**Metinden bölüm:**
<<<<
KKTC’de doğan ve annesi ile babası KKTC vatandaşı olmayan bir bebeğin doğum kağıdına kırmızı mürekkeple “KKTC Vatandaşı Değildir” mührü vurulmakta ve 18 yaşına kadar bu ülkede yaşamasına rağmen de 18 yaşını doldurunca kapı dışarı edilmekte. Hangi vicdana, hangi mantığa sığar bu insanlık dışı uygulama anlamış değilim. Sadece hastalıklı beyinler üretir 21. Yüzyılda böylesi insanlık dışı kararları.
KKTC vatandaşı, daha doğrusu doğma büyüme Kıbrıslı olan Akademisyen bir arkadaşımın eşi yabancı uyruklu ve 12 yıldır adamızda, önce öğrenci olarak, mezuniyet sonrasında da yasal çalışma izni alarak ikamet etmekte. Çalışma iznini Eylül ayında yenilemiş olmasına rağmen evlilikten dolayı “Daimi ikamet” izni için başvurmak istediğinde kendisinden istenen belgeleri görünce aklı başından gitmiş. “Siz nasıl bu ülkede yaşayanlara karşı bu denli saygısız ve yasaları nefret duyguları ile dolu bir ülke kurmuşsunuz” diye bana haklı olarak sitem etti. Ki tüm bu istenen belgeleri bundan birkaç ay önce beyan etmiş çalışma izni almak için…
Görevli memurun arkadaşımın eşinden istediği belgeler akıllara ziyan gerçekte. Meclisten böylesi bir yasa nasıl geçmiş anlamış değilim.
“Eşlerin birlikte yaşadığına dair muhtar tasdikli belge.”
Bu belge neyin nesi işin doğrusu bende anlayamadım. Niye yabancı bir ülkeden alınmış evlilik belgesini/cüzdanını kabul etmiyor devletim benim. Muhtarın işi gücü yok, bu karı kocanın aynı evde yaşadığını mı takip edecek ve bu konuda yazılı belge verecek. Anlaşılan bürokrasi üretmekte bizim üzerimize başka hiçbir devlet yok.
“Kocanın karısını geçindireceğine dair taahhütname!”
Bir başka yüz karası belge de bu.
Arkadaşlarımın her ikisi de doktoralı ve akademik payeli akademisyen. KKTC Vatandaşı olan kadın, vatandaş olmayanı ise erkek. Kim kime niye taahhüt verecek anlaşılır gibi değil. İşin doğrusu ben de anlayamadım. Vatandaş olan kadından niye vatandaş olmayan kocayı geçindireceğine dair bir taahhüt isteniyor?
“Oturdukları ev kendilerine ait ise koçanı (tapusu), değilse vergi dairesinden tasdikli kira kontratı.”
KKTC vatandaşı olan eş niye evinin koçanını/tapusunu sunmak zorunda bırakılıyor? Saygın birer işi olan bu kişiler ağaç altında mı yatıyor da kontrat isteniyor kendilerinden. Niye Maliye Bakanlığının yapması gereken bir iş, vatandaşa yaptırılıyor. Aynı sorunu öğrencilerim de yaşıyor. Üç, dört öğrenci bir evde kalıyorlar ve ikamet izni için her birinden ayrı ayrı vergi dairesi tasdikli kontrat isteniyor. Maliye Bakanlığı personelinin yapması gereken bir iş adamıza okumaya gelmiş öğrencilere zorla yaptırılıyor maalesef. Kendileri de yan gelip, mesai saatinin dolmasını beklediğinden masa başında ahkam kesiyorlar.
>>>>
**Sağlanan veriler:**
<<<<
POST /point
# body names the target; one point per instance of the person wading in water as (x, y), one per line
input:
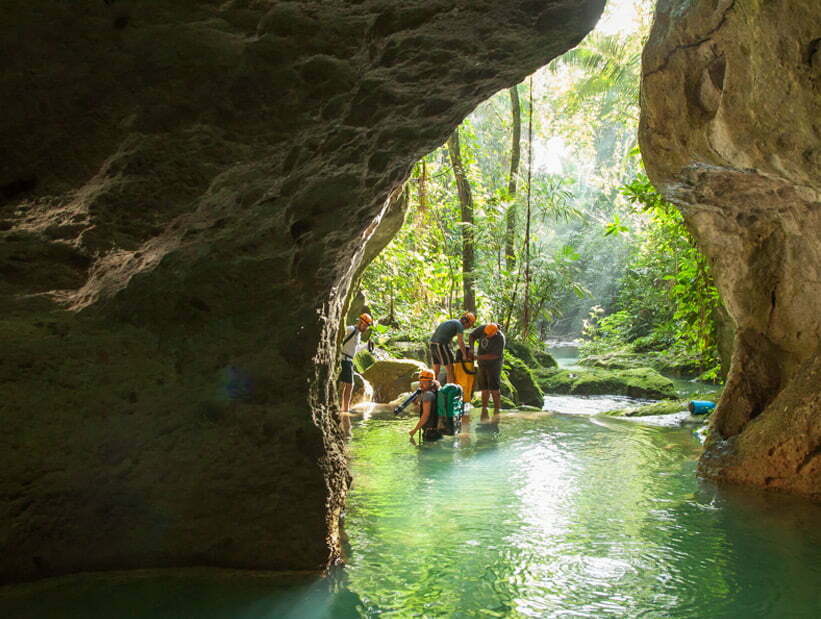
>>>>
**Yapılacaklar:**
[a] KKTC'deki ikamet izni belgelerini eleştiren yazıda "Bu belge neyin" sözlerinden başlayıp "hiçbir devlet yok." sözlerine kadar uzanan bölümün tamamını olduğu gibi aktarın.
[b] KKTC'deki ikamet izni belgelerini eleştiren yazıya göre akademisyen arkadaşın yabancı uyruklu eşi kaç yıldır adada yaşıyor?
[c] KKTC'deki ikamet izni belgelerini eleştiren yazıyı kaldığı yerden devam ettirin.

**Alıştırma cevapları:**
[a]
Bu belge neyin nesi işin doğrusu bende anlayamadım. Niye yabancı bir ülkeden alınmış evlilik belgesini/cüzdanını kabul etmiyor devletim benim. Muhtarın işi gücü yok, bu karı kocanın aynı evde yaşadığını mı takip edecek ve bu konuda yazılı belge verecek. Anlaşılan bürokrasi üretmekte bizim üzerimize başka hiçbir devlet yok.

[b] 12 yıldır.

[c]
“Muhtardan alınmış ikamet belgesi.”
Zaten işin başından ben ikamet belgesine karşıyım. Sanki de ülkemiz Türkiye, Almanya, İngiltere gibi 80-90 milyonluk bir ülke ve kişilerin nerede oturdukları bilinmiyor. Türkiye günümüzde e-devlete geçmiş durumda. 81 milyon kişinin tek tek dosyası bilgisayara işlenmiş. İsteyen devlet dairesi, vatandaşın kimlik numarası ile arşive girip, istediği bilgiyi anında almakta. Kimlik kartı, istediğiniz ilin nüfus dairesinde 2 dakika içinde yeni içeriği ile kaplanmış vaziyette vatandaşa veriliyor, ikamet belgesi istenmeden. Biz hala 100 yıl geriden gidiyoruz.
Geri kalmışlığımız, vatandaşa olan saygısızlığımız, bürokrasinin hantallığı, memurların iş bilmezliği ve verimsizliği artık vatandaşı isyan ettirecek düzeye geldi. Kamu Reformu ile bunların artık değişmesi lazım…. (Devam edecek)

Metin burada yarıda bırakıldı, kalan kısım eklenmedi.